## Activity
Reproduce word for word the full article on whether doctors should be the ones recommending medical cannabis.

## Text excerpt
---+---
Recommending Medical Cannabis (1)

Should Doctors Really Be the Ones Recommending Medical Cannabis?


If you want to obtain a medical cannabis card in Utah, you first need to visit a doctor willing to evaluate you and recommend cannabis. Technically, you can also see a physician assistant, nurse practitioner, or orthopedist with prescribing authority in the state. But should these types of medical providers really be the ones making the recommendations?

Doctors receive very little, if any, training in the endocannabinoid system. Such training just isn’t part of their educational requirements. Likewise for physician assistants and nurse practitioners. On the other hand, pharmacists are trained in the endocannabinoid system. Perhaps they are more qualified to recommend medical cannabis.

The Difference Between Medicine and Drugs

For all intents and purposes, our healthcare system uses the word ‘medicine’ to describe what clinicians do. Doctors practice medicine. So do advanced practice nurses, therapists, etc. On the other hand, drugs are something clinicians prescribe. Does distinguishing between the two terms matter? Absolutely.

A med school student learns a ton about biology, physiology, epidemiology, and similar topics. Very little attention is given to pharmacology. Doctors learn what makes people sick, how to recognize symptoms and how to treat injuries. They learn to practice medicine. They do not learn anything about the drugs they prescribe. That is why they rely so heavily on pharmacy reps to tell them about the prescriptions they write.
---+---
## Supplied data

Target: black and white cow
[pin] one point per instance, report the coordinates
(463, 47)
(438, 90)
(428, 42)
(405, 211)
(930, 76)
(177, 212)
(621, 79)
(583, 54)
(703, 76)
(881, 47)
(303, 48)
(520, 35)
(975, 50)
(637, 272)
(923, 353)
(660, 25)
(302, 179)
---+---
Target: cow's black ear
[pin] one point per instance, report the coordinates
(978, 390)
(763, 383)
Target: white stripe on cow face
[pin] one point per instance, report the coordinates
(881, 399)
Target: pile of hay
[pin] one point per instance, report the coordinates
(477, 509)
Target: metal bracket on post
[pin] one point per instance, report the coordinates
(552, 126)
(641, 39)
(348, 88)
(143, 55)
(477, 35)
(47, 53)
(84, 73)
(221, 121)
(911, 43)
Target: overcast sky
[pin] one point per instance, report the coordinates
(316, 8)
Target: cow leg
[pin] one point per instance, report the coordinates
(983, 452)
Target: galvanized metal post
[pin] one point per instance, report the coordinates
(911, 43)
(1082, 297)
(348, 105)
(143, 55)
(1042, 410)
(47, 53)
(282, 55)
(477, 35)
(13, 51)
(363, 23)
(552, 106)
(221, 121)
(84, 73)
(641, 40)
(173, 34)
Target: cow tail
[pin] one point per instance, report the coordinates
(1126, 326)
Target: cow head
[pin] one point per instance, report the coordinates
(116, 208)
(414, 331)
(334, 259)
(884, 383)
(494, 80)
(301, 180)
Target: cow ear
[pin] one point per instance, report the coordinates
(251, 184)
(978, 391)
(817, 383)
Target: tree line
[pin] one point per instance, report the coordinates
---+---
## Task solution
Recommending Medical Cannabis (1)

Should Doctors Really Be the Ones Recommending Medical Cannabis?


If you want to obtain a medical cannabis card in Utah, you first need to visit a doctor willing to evaluate you and recommend cannabis. Technically, you can also see a physician assistant, nurse practitioner, or orthopedist with prescribing authority in the state. But should these types of medical providers really be the ones making the recommendations?

Doctors receive very little, if any, training in the endocannabinoid system. Such training just isn’t part of their educational requirements. Likewise for physician assistants and nurse practitioners. On the other hand, pharmacists are trained in the endocannabinoid system. Perhaps they are more qualified to recommend medical cannabis.

The Difference Between Medicine and Drugs

For all intents and purposes, our healthcare system uses the word ‘medicine’ to describe what clinicians do. Doctors practice medicine. So do advanced practice nurses, therapists, etc. On the other hand, drugs are something clinicians prescribe. Does distinguishing between the two terms matter? Absolutely.

A med school student learns a ton about biology, physiology, epidemiology, and similar topics. Very little attention is given to pharmacology. Doctors learn what makes people sick, how to recognize symptoms and how to treat injuries. They learn to practice medicine. They do not learn anything about the drugs they prescribe. That is why they rely so heavily on pharmacy reps to tell them about the prescriptions they write.